**DIRECTIONS FOR THIS TASK:** Which lines should be repeated? Exactly the one containing "Locate the built-in" and every line after it through the end of the entries below.

**Text-to-region grounding data:**

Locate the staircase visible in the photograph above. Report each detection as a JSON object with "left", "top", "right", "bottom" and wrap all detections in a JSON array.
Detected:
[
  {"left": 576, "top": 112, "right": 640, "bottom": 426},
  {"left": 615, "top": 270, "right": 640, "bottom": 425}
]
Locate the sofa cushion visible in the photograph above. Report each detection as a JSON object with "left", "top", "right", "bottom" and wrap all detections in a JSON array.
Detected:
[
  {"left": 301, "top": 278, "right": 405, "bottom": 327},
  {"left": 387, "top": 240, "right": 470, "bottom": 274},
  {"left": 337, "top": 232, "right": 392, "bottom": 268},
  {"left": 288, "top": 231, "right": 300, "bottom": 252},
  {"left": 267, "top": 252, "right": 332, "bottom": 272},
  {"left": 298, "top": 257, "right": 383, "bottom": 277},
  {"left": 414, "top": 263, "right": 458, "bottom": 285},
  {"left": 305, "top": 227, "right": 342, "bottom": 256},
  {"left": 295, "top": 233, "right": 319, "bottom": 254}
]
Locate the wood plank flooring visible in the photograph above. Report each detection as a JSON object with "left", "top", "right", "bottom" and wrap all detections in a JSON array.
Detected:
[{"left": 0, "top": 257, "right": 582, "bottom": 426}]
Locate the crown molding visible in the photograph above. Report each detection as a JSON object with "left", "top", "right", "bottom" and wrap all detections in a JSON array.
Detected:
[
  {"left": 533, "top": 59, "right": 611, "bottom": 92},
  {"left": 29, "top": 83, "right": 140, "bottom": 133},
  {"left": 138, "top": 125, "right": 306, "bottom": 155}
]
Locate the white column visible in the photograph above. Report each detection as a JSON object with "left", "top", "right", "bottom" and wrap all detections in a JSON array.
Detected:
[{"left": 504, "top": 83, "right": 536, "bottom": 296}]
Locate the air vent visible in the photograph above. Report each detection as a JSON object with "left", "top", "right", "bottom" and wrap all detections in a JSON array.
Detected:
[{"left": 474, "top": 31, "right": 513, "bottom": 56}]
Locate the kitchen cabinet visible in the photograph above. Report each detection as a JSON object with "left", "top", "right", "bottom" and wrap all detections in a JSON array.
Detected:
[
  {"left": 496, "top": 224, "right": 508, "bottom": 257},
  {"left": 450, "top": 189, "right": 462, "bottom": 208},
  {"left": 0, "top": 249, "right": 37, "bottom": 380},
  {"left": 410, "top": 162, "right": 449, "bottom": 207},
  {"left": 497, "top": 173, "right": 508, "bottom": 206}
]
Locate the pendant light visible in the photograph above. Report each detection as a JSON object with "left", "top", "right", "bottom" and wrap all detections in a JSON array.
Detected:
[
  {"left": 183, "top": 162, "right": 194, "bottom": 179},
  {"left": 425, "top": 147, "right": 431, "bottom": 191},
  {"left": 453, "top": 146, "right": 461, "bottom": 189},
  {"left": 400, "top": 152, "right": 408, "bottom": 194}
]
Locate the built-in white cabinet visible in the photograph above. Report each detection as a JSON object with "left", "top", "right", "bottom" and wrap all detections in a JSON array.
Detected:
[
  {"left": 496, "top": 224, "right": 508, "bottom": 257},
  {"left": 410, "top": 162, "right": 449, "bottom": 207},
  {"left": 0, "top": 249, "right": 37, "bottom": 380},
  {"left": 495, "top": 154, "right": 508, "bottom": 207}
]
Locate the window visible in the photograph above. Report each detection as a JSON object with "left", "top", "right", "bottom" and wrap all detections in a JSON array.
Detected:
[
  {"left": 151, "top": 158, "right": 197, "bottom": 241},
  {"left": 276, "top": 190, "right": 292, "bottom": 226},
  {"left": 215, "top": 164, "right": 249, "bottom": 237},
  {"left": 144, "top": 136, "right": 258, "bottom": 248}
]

**EXERCISE RESULT:**
Locate the built-in white cabinet visible in the photograph above. Report each detection as a JSON object with "left", "top", "right", "bottom" and wrap all detections in a JSON array.
Detected:
[
  {"left": 496, "top": 224, "right": 508, "bottom": 257},
  {"left": 410, "top": 162, "right": 449, "bottom": 207},
  {"left": 0, "top": 249, "right": 37, "bottom": 380},
  {"left": 495, "top": 154, "right": 508, "bottom": 207}
]
Locate the window visible in the photograph above. Report each detection as a JSON object with "left", "top", "right", "bottom" and wrap all detections in a JSON array.
Detected:
[
  {"left": 151, "top": 158, "right": 197, "bottom": 241},
  {"left": 276, "top": 190, "right": 292, "bottom": 226},
  {"left": 215, "top": 164, "right": 249, "bottom": 237},
  {"left": 144, "top": 136, "right": 258, "bottom": 248}
]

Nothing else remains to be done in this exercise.